*** Opening Source extract ***

Vin Bhavnani

Toronto Raptors
- Position: Assistant coach
- League: NBA

Personal information
- Born: August 7, 1980 (age 46) Los Angeles, California, U.S.

Career information
- College: University of Southern California
- Coaching career: 2006–present

Career history

Coaching
- 2006–2008: San Antonio Spurs (assistant)
- 2008–2019: Oklahoma City Thunder (assistant)
- 2023–present: Toronto Raptors (assistant)

= Vin Bhavnani =

American basketball coach

Vinay M Bhavnani (born August 7, 1980) is an American professional basketball coach who is an assistant coach of the Toronto Raptors of the NBA. He is also the only male assistant coach of Indian descent in the NBA.

== Coaching career ==

Bhavnani, born and raised in Los Angeles, majored in biomedical engineering from the University of Southern California and spent one season as an assistant coach for the women's basketball team at Santa Monica Junior College. An acquaintance from University of Southern California got him in touch with a scout working with the Denver Nuggets, helped Bhavnani get an internship with the Los Angeles Clippers in 2004 where he was an unpaid intern in the video department for 3 years. James Borrego, who back then worked with Bhavnani at the Clippers, offered him a job with the San Antonio Spurs in 2006 where he was hired as the assistant video coordinator with the Spurs. He was then hired by the Oklahoma City Thunder in 2008 as head video coordinator. He then became the manager of advance scouting/player development for five seasons, and was then hired to be an assistant coach with the Thunder. In 2023 he was hired as an assistant coach as a part of new head coach Darko Rajaković’s staff with the Toronto Raptors. Rajaković previously worked with Bhavnani when they were both assistant coaches for the Oklahoma City Thunder.

*** Closing Source extract ***

• _Task goal_
Please rewrite the Vin Bhavnani profile, starting with "- 2008–2019: Oklahoma" and going on through "in the NBA.", with "NBA" replaced by "National Basketball Association".

*** Opening Exercise data ***

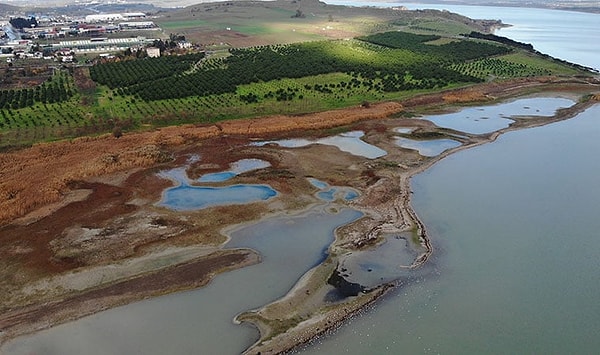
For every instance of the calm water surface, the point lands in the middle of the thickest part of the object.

*** Closing Exercise data ***

• _Task solution_
- 2008–2019: Oklahoma City Thunder (assistant)
- 2023–present: Toronto Raptors (assistant)

= Vin Bhavnani =

American basketball coach

Vinay M Bhavnani (born August 7, 1980) is an American professional basketball coach who is an assistant coach of the Toronto Raptors of the National Basketball Association. He is also the only male assistant coach of Indian descent in the National Basketball Association.